- Task details: Show every line in the entries below that contains the string "hand", and treat uppercase and lowercase as different.

- Extracted data:
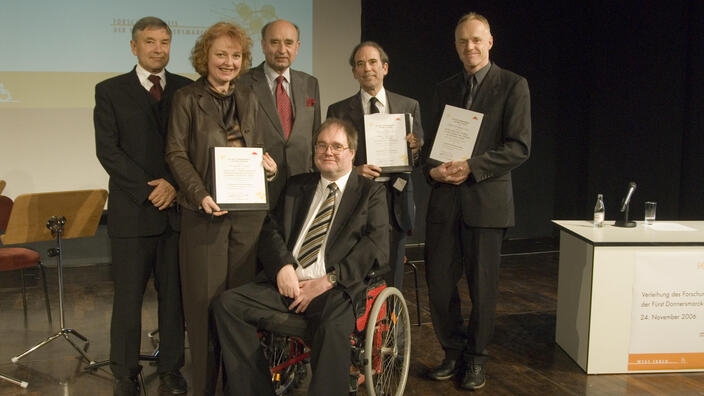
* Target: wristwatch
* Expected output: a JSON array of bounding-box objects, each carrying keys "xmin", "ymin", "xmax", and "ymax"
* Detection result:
[{"xmin": 326, "ymin": 271, "xmax": 337, "ymax": 287}]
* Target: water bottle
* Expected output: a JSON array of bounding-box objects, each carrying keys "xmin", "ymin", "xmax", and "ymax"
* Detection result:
[{"xmin": 594, "ymin": 194, "xmax": 606, "ymax": 227}]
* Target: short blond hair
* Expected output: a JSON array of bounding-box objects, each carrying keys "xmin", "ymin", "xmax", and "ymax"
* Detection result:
[{"xmin": 191, "ymin": 22, "xmax": 252, "ymax": 77}]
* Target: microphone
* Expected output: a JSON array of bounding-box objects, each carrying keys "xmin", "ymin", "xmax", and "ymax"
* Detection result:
[{"xmin": 620, "ymin": 182, "xmax": 636, "ymax": 212}]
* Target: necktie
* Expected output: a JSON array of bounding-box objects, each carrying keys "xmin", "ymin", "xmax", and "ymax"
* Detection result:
[
  {"xmin": 148, "ymin": 74, "xmax": 164, "ymax": 100},
  {"xmin": 276, "ymin": 76, "xmax": 293, "ymax": 140},
  {"xmin": 298, "ymin": 183, "xmax": 337, "ymax": 268},
  {"xmin": 465, "ymin": 74, "xmax": 477, "ymax": 109},
  {"xmin": 369, "ymin": 96, "xmax": 379, "ymax": 114}
]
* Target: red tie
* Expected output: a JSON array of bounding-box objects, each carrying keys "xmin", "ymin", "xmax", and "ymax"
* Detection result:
[
  {"xmin": 276, "ymin": 76, "xmax": 293, "ymax": 140},
  {"xmin": 149, "ymin": 74, "xmax": 164, "ymax": 100}
]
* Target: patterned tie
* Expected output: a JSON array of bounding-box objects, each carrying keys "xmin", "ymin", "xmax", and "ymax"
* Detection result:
[
  {"xmin": 464, "ymin": 74, "xmax": 477, "ymax": 109},
  {"xmin": 298, "ymin": 183, "xmax": 337, "ymax": 268},
  {"xmin": 369, "ymin": 96, "xmax": 379, "ymax": 114},
  {"xmin": 148, "ymin": 74, "xmax": 164, "ymax": 100},
  {"xmin": 276, "ymin": 76, "xmax": 293, "ymax": 140}
]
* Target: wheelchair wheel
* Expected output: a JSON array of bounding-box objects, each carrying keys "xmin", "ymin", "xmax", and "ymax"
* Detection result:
[
  {"xmin": 260, "ymin": 332, "xmax": 307, "ymax": 395},
  {"xmin": 364, "ymin": 287, "xmax": 411, "ymax": 396}
]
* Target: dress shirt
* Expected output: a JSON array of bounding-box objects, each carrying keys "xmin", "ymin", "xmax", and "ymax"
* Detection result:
[
  {"xmin": 291, "ymin": 171, "xmax": 351, "ymax": 281},
  {"xmin": 360, "ymin": 87, "xmax": 390, "ymax": 183},
  {"xmin": 264, "ymin": 62, "xmax": 296, "ymax": 113},
  {"xmin": 360, "ymin": 87, "xmax": 389, "ymax": 114},
  {"xmin": 136, "ymin": 63, "xmax": 166, "ymax": 92}
]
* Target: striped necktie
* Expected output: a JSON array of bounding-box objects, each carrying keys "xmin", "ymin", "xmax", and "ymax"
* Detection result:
[{"xmin": 298, "ymin": 183, "xmax": 337, "ymax": 268}]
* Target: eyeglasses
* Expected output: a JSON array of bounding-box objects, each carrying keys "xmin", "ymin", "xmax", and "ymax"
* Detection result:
[{"xmin": 315, "ymin": 142, "xmax": 349, "ymax": 154}]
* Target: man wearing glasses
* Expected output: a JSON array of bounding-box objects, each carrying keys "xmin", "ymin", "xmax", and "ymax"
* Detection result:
[{"xmin": 213, "ymin": 119, "xmax": 389, "ymax": 396}]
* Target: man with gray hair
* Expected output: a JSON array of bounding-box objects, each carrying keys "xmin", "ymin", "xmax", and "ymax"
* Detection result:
[
  {"xmin": 93, "ymin": 17, "xmax": 191, "ymax": 395},
  {"xmin": 238, "ymin": 19, "xmax": 320, "ymax": 207}
]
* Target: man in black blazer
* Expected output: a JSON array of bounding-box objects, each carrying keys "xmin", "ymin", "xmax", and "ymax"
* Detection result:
[
  {"xmin": 327, "ymin": 41, "xmax": 423, "ymax": 289},
  {"xmin": 93, "ymin": 17, "xmax": 191, "ymax": 395},
  {"xmin": 213, "ymin": 119, "xmax": 388, "ymax": 396},
  {"xmin": 238, "ymin": 20, "xmax": 320, "ymax": 207},
  {"xmin": 423, "ymin": 13, "xmax": 531, "ymax": 389}
]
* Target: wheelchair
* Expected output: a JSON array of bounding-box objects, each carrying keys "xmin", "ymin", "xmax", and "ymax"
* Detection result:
[{"xmin": 260, "ymin": 280, "xmax": 411, "ymax": 396}]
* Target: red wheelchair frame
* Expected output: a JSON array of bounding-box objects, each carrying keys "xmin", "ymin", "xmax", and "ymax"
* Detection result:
[{"xmin": 260, "ymin": 281, "xmax": 411, "ymax": 396}]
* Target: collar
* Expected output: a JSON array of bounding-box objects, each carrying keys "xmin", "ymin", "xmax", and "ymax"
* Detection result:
[
  {"xmin": 135, "ymin": 63, "xmax": 166, "ymax": 88},
  {"xmin": 264, "ymin": 62, "xmax": 291, "ymax": 84},
  {"xmin": 318, "ymin": 168, "xmax": 354, "ymax": 196},
  {"xmin": 359, "ymin": 86, "xmax": 388, "ymax": 114}
]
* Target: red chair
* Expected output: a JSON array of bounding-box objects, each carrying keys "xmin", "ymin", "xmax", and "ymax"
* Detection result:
[{"xmin": 0, "ymin": 195, "xmax": 51, "ymax": 323}]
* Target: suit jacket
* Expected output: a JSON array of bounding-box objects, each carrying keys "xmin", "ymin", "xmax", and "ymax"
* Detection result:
[
  {"xmin": 237, "ymin": 63, "xmax": 320, "ymax": 205},
  {"xmin": 327, "ymin": 90, "xmax": 423, "ymax": 232},
  {"xmin": 93, "ymin": 69, "xmax": 191, "ymax": 237},
  {"xmin": 258, "ymin": 172, "xmax": 389, "ymax": 314},
  {"xmin": 166, "ymin": 77, "xmax": 264, "ymax": 211},
  {"xmin": 422, "ymin": 64, "xmax": 531, "ymax": 228}
]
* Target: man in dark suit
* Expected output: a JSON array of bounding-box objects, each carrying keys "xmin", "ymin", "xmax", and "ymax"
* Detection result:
[
  {"xmin": 93, "ymin": 17, "xmax": 191, "ymax": 395},
  {"xmin": 213, "ymin": 119, "xmax": 388, "ymax": 396},
  {"xmin": 238, "ymin": 20, "xmax": 320, "ymax": 207},
  {"xmin": 423, "ymin": 13, "xmax": 531, "ymax": 389},
  {"xmin": 327, "ymin": 41, "xmax": 423, "ymax": 289}
]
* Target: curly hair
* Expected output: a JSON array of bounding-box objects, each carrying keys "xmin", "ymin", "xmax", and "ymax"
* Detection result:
[{"xmin": 191, "ymin": 22, "xmax": 252, "ymax": 77}]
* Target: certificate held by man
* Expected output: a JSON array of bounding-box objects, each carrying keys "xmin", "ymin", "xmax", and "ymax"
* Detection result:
[
  {"xmin": 364, "ymin": 113, "xmax": 413, "ymax": 174},
  {"xmin": 210, "ymin": 147, "xmax": 269, "ymax": 211},
  {"xmin": 429, "ymin": 105, "xmax": 484, "ymax": 164}
]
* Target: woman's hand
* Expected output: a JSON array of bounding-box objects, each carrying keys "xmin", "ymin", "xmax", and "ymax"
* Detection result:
[{"xmin": 200, "ymin": 195, "xmax": 227, "ymax": 216}]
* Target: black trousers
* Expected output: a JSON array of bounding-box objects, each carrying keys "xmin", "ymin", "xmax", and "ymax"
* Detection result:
[
  {"xmin": 425, "ymin": 212, "xmax": 506, "ymax": 363},
  {"xmin": 213, "ymin": 281, "xmax": 355, "ymax": 396},
  {"xmin": 110, "ymin": 227, "xmax": 184, "ymax": 377}
]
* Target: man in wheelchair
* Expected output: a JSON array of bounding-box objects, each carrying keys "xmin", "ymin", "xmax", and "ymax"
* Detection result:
[{"xmin": 213, "ymin": 119, "xmax": 389, "ymax": 396}]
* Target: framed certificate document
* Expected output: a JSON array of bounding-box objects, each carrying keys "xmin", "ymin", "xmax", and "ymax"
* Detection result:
[
  {"xmin": 364, "ymin": 114, "xmax": 413, "ymax": 174},
  {"xmin": 210, "ymin": 147, "xmax": 269, "ymax": 211},
  {"xmin": 429, "ymin": 105, "xmax": 484, "ymax": 165}
]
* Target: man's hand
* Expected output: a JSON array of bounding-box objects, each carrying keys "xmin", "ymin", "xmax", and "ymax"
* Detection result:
[
  {"xmin": 286, "ymin": 276, "xmax": 332, "ymax": 313},
  {"xmin": 430, "ymin": 161, "xmax": 472, "ymax": 185},
  {"xmin": 200, "ymin": 195, "xmax": 227, "ymax": 216},
  {"xmin": 276, "ymin": 264, "xmax": 301, "ymax": 298},
  {"xmin": 147, "ymin": 178, "xmax": 176, "ymax": 210},
  {"xmin": 406, "ymin": 133, "xmax": 420, "ymax": 158},
  {"xmin": 354, "ymin": 164, "xmax": 381, "ymax": 180}
]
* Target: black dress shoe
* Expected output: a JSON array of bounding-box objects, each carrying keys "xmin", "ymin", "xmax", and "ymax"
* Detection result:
[
  {"xmin": 428, "ymin": 359, "xmax": 457, "ymax": 381},
  {"xmin": 112, "ymin": 377, "xmax": 139, "ymax": 396},
  {"xmin": 159, "ymin": 370, "xmax": 188, "ymax": 395},
  {"xmin": 461, "ymin": 363, "xmax": 486, "ymax": 390}
]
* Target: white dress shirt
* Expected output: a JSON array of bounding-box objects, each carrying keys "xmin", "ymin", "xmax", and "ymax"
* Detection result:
[{"xmin": 136, "ymin": 63, "xmax": 166, "ymax": 91}]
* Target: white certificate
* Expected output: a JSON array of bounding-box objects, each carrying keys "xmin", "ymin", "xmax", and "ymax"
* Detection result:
[
  {"xmin": 628, "ymin": 252, "xmax": 704, "ymax": 371},
  {"xmin": 364, "ymin": 114, "xmax": 413, "ymax": 173},
  {"xmin": 430, "ymin": 105, "xmax": 484, "ymax": 163},
  {"xmin": 210, "ymin": 147, "xmax": 269, "ymax": 210}
]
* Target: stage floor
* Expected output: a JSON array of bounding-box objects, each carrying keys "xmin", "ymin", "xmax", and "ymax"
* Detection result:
[{"xmin": 0, "ymin": 240, "xmax": 704, "ymax": 396}]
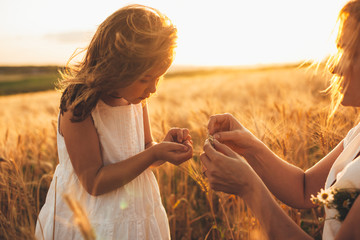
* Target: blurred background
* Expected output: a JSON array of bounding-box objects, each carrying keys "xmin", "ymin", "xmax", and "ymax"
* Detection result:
[
  {"xmin": 0, "ymin": 0, "xmax": 344, "ymax": 66},
  {"xmin": 0, "ymin": 0, "xmax": 359, "ymax": 240}
]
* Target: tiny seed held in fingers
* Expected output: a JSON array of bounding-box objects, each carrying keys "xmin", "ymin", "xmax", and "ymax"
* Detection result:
[{"xmin": 208, "ymin": 135, "xmax": 214, "ymax": 146}]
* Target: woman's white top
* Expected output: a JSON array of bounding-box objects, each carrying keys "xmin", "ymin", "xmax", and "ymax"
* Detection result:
[
  {"xmin": 36, "ymin": 100, "xmax": 170, "ymax": 240},
  {"xmin": 323, "ymin": 124, "xmax": 360, "ymax": 240}
]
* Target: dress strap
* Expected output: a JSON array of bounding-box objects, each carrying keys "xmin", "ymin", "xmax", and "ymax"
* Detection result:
[{"xmin": 325, "ymin": 128, "xmax": 360, "ymax": 189}]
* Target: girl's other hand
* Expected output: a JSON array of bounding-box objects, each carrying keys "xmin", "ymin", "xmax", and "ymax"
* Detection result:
[
  {"xmin": 152, "ymin": 140, "xmax": 193, "ymax": 165},
  {"xmin": 164, "ymin": 128, "xmax": 192, "ymax": 144},
  {"xmin": 208, "ymin": 113, "xmax": 261, "ymax": 157}
]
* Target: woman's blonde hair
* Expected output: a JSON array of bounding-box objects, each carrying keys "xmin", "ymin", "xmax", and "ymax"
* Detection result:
[
  {"xmin": 325, "ymin": 0, "xmax": 360, "ymax": 118},
  {"xmin": 59, "ymin": 4, "xmax": 177, "ymax": 122}
]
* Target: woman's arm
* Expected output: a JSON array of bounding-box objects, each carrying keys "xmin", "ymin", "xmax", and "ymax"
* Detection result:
[
  {"xmin": 200, "ymin": 141, "xmax": 311, "ymax": 240},
  {"xmin": 335, "ymin": 197, "xmax": 360, "ymax": 240},
  {"xmin": 208, "ymin": 114, "xmax": 343, "ymax": 208},
  {"xmin": 246, "ymin": 139, "xmax": 343, "ymax": 208},
  {"xmin": 60, "ymin": 111, "xmax": 191, "ymax": 196}
]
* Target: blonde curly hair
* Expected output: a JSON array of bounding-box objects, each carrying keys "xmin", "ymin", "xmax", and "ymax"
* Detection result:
[
  {"xmin": 58, "ymin": 4, "xmax": 177, "ymax": 122},
  {"xmin": 325, "ymin": 0, "xmax": 360, "ymax": 118}
]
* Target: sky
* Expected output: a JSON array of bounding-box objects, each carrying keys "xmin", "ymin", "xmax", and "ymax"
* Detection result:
[{"xmin": 0, "ymin": 0, "xmax": 345, "ymax": 66}]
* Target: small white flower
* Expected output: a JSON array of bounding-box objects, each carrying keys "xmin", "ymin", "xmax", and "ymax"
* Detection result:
[{"xmin": 316, "ymin": 188, "xmax": 334, "ymax": 204}]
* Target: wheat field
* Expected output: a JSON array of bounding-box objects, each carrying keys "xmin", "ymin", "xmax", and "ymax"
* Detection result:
[{"xmin": 0, "ymin": 66, "xmax": 358, "ymax": 239}]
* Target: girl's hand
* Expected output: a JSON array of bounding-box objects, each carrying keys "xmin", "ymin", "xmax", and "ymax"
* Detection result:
[
  {"xmin": 200, "ymin": 140, "xmax": 259, "ymax": 197},
  {"xmin": 164, "ymin": 128, "xmax": 192, "ymax": 144},
  {"xmin": 151, "ymin": 141, "xmax": 193, "ymax": 165},
  {"xmin": 208, "ymin": 113, "xmax": 261, "ymax": 157}
]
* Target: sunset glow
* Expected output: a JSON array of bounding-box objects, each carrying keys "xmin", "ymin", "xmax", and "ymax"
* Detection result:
[{"xmin": 0, "ymin": 0, "xmax": 344, "ymax": 66}]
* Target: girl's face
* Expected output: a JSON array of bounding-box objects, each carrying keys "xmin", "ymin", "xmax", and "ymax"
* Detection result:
[
  {"xmin": 334, "ymin": 18, "xmax": 360, "ymax": 107},
  {"xmin": 110, "ymin": 69, "xmax": 166, "ymax": 104}
]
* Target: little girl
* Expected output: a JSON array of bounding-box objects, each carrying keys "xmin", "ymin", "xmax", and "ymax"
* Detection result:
[{"xmin": 36, "ymin": 5, "xmax": 192, "ymax": 240}]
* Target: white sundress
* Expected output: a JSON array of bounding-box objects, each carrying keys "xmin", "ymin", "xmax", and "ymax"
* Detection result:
[
  {"xmin": 323, "ymin": 124, "xmax": 360, "ymax": 240},
  {"xmin": 35, "ymin": 100, "xmax": 170, "ymax": 240}
]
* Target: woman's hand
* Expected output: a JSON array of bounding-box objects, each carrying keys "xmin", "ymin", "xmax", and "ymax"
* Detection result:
[
  {"xmin": 208, "ymin": 113, "xmax": 261, "ymax": 157},
  {"xmin": 151, "ymin": 140, "xmax": 193, "ymax": 165},
  {"xmin": 200, "ymin": 140, "xmax": 260, "ymax": 196},
  {"xmin": 164, "ymin": 128, "xmax": 192, "ymax": 144}
]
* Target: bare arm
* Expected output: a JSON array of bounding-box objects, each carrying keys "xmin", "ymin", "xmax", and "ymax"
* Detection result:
[
  {"xmin": 246, "ymin": 139, "xmax": 343, "ymax": 208},
  {"xmin": 60, "ymin": 111, "xmax": 190, "ymax": 196},
  {"xmin": 335, "ymin": 197, "xmax": 360, "ymax": 240},
  {"xmin": 208, "ymin": 114, "xmax": 343, "ymax": 208},
  {"xmin": 200, "ymin": 141, "xmax": 311, "ymax": 240}
]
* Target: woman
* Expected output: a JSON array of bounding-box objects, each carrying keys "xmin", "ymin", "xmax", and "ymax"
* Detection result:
[{"xmin": 201, "ymin": 0, "xmax": 360, "ymax": 239}]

- Task solution:
* Target: woman's hand
* Target: man's hand
* Target: girl's other hand
* Target: girl's hand
* Target: woman's hand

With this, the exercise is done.